EXERCISE GOAL – Update the entries from the line containing "One marker serves each instance of the white track" down to the end of the entries, replacing "blue shelter structure" with "blue canopy" and keeping everything else the same. Omit the pictures from your answer.

= = =

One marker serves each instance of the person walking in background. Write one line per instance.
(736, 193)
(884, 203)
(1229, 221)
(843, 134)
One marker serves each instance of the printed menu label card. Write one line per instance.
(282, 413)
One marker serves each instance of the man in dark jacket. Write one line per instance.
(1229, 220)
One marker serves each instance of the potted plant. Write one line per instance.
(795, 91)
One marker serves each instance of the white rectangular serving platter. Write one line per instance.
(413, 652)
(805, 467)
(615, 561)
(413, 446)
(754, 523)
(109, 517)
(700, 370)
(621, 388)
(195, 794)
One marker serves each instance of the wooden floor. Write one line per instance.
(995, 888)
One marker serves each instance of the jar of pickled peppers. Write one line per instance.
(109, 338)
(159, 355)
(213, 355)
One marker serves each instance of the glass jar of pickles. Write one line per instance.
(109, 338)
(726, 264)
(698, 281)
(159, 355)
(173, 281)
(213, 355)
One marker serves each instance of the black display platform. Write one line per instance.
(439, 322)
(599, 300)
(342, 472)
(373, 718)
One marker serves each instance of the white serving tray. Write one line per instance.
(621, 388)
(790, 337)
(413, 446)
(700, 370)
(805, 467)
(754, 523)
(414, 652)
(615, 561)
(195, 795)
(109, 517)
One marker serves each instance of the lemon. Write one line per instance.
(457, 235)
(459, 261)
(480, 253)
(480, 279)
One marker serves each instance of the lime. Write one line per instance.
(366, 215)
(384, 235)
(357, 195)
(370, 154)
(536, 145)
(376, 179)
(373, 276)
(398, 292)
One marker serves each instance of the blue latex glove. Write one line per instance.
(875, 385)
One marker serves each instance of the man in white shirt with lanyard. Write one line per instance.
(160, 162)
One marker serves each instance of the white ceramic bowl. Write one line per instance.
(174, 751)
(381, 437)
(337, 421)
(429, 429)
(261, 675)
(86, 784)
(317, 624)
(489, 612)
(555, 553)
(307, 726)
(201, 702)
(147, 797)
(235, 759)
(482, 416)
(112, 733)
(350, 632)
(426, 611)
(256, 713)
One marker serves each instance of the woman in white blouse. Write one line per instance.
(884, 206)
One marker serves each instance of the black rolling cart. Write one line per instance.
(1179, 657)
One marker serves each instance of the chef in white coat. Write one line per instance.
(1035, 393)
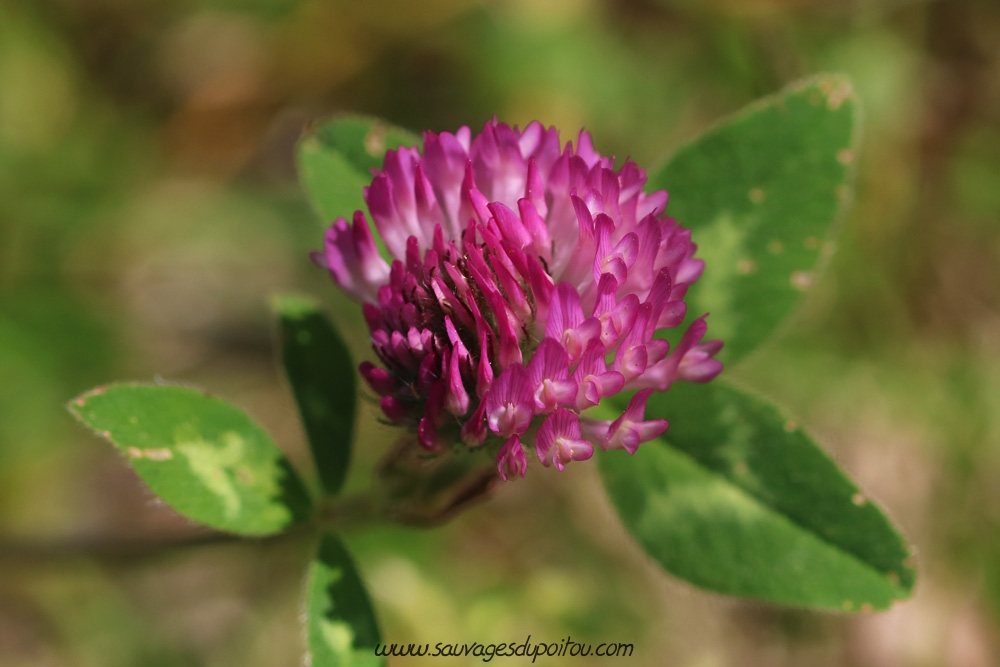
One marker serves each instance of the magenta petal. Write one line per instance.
(511, 459)
(629, 431)
(560, 441)
(509, 408)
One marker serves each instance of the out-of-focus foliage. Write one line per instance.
(149, 205)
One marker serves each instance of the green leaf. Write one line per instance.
(759, 193)
(206, 458)
(322, 375)
(738, 499)
(341, 625)
(335, 160)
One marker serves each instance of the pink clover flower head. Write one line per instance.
(527, 282)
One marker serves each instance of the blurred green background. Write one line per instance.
(149, 205)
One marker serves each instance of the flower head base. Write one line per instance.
(528, 281)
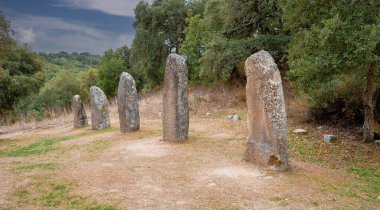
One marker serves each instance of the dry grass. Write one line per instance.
(340, 175)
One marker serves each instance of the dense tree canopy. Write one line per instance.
(228, 33)
(6, 39)
(334, 54)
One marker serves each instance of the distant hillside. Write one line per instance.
(73, 62)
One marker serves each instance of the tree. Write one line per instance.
(86, 80)
(229, 31)
(159, 31)
(6, 40)
(22, 76)
(334, 45)
(112, 64)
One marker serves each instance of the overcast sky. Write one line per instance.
(71, 25)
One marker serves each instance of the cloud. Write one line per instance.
(111, 7)
(25, 35)
(50, 34)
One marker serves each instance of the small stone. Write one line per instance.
(300, 131)
(211, 184)
(236, 117)
(376, 135)
(329, 138)
(320, 128)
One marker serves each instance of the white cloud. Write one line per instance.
(112, 7)
(51, 34)
(25, 35)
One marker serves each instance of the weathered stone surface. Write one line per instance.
(300, 131)
(128, 106)
(267, 123)
(329, 138)
(80, 117)
(99, 109)
(175, 118)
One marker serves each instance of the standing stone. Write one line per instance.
(267, 124)
(175, 119)
(128, 106)
(99, 109)
(80, 117)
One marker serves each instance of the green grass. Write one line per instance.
(44, 192)
(355, 158)
(32, 166)
(46, 145)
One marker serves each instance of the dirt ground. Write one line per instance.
(108, 170)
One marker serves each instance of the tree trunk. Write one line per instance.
(368, 127)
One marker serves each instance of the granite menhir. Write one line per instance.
(267, 123)
(80, 117)
(128, 107)
(99, 109)
(175, 120)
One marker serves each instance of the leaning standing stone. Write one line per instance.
(80, 117)
(175, 119)
(128, 106)
(99, 109)
(267, 124)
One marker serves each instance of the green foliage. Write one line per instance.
(86, 80)
(112, 64)
(54, 95)
(332, 48)
(20, 77)
(6, 41)
(218, 43)
(74, 62)
(159, 31)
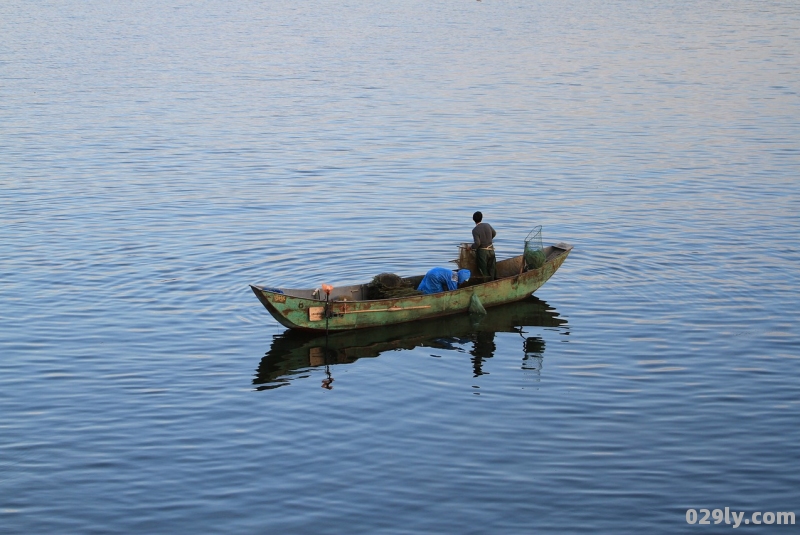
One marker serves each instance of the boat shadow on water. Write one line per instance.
(294, 353)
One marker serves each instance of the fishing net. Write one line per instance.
(388, 286)
(534, 252)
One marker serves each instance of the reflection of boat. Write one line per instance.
(350, 308)
(294, 352)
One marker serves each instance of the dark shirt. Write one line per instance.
(482, 234)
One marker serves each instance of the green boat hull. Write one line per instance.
(303, 309)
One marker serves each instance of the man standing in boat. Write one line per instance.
(482, 235)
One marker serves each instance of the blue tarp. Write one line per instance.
(442, 279)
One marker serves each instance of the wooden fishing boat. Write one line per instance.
(347, 307)
(293, 353)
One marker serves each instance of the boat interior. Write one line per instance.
(509, 267)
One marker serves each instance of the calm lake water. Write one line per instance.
(158, 157)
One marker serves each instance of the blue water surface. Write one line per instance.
(156, 158)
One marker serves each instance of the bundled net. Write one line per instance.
(534, 252)
(389, 285)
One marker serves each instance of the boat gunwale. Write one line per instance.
(402, 304)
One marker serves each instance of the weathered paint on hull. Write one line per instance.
(302, 313)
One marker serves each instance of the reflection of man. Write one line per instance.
(482, 235)
(482, 348)
(443, 280)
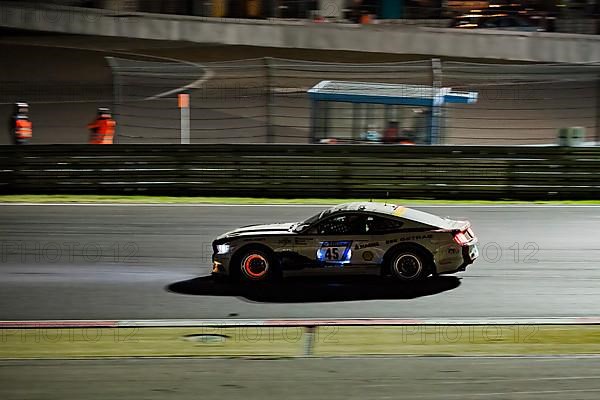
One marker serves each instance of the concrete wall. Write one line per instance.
(523, 46)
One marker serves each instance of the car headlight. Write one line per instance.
(223, 248)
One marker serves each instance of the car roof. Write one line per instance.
(392, 210)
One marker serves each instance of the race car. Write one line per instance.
(396, 241)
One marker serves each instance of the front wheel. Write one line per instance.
(256, 266)
(409, 265)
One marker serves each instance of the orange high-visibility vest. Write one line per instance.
(103, 131)
(23, 129)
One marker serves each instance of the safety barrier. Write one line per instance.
(526, 46)
(344, 171)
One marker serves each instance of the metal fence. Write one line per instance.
(345, 171)
(266, 101)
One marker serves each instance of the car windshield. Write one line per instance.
(309, 221)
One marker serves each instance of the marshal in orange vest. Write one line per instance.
(102, 128)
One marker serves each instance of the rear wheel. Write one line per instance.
(256, 266)
(409, 265)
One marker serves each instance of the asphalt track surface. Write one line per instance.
(146, 262)
(356, 378)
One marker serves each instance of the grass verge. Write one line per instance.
(250, 200)
(445, 340)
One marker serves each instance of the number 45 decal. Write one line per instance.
(338, 252)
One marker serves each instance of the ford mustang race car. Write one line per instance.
(406, 244)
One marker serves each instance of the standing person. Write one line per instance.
(102, 129)
(20, 125)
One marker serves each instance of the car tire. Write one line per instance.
(256, 265)
(409, 265)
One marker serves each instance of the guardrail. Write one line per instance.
(345, 171)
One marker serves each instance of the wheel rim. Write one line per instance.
(255, 266)
(408, 266)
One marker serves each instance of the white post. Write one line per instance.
(183, 101)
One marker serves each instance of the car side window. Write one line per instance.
(345, 224)
(382, 225)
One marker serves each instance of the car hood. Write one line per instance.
(254, 230)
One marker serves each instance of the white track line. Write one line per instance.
(139, 323)
(296, 205)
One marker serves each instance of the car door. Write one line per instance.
(334, 241)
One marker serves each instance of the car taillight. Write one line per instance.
(461, 238)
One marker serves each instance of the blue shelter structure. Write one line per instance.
(375, 112)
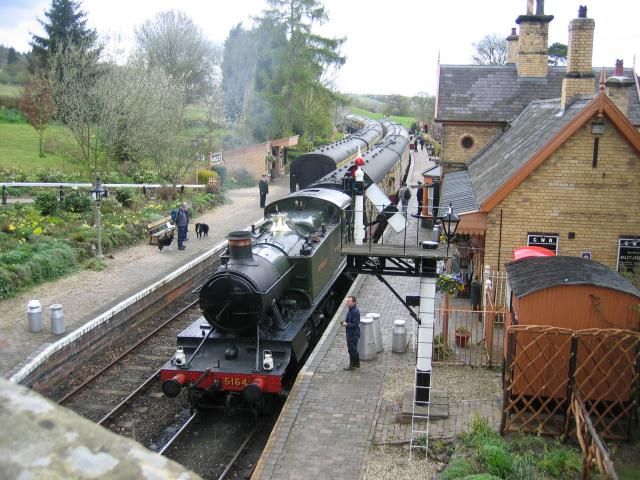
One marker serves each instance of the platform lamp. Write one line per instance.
(98, 193)
(449, 224)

= = =

COMPLETE OUTPUT –
One marker serves each instance of the white track line. Write one line per instance.
(139, 323)
(296, 205)
One marker serves each instance of the car door. Write one line per instance.
(334, 241)
One marker serves each instance of the car taillight. Write one line per instance.
(461, 238)
One marker serves each instance of the blue canopy. Write one line per instance.
(375, 112)
One marker serves each instance of the platform lamp. Write one line per instance.
(98, 193)
(449, 224)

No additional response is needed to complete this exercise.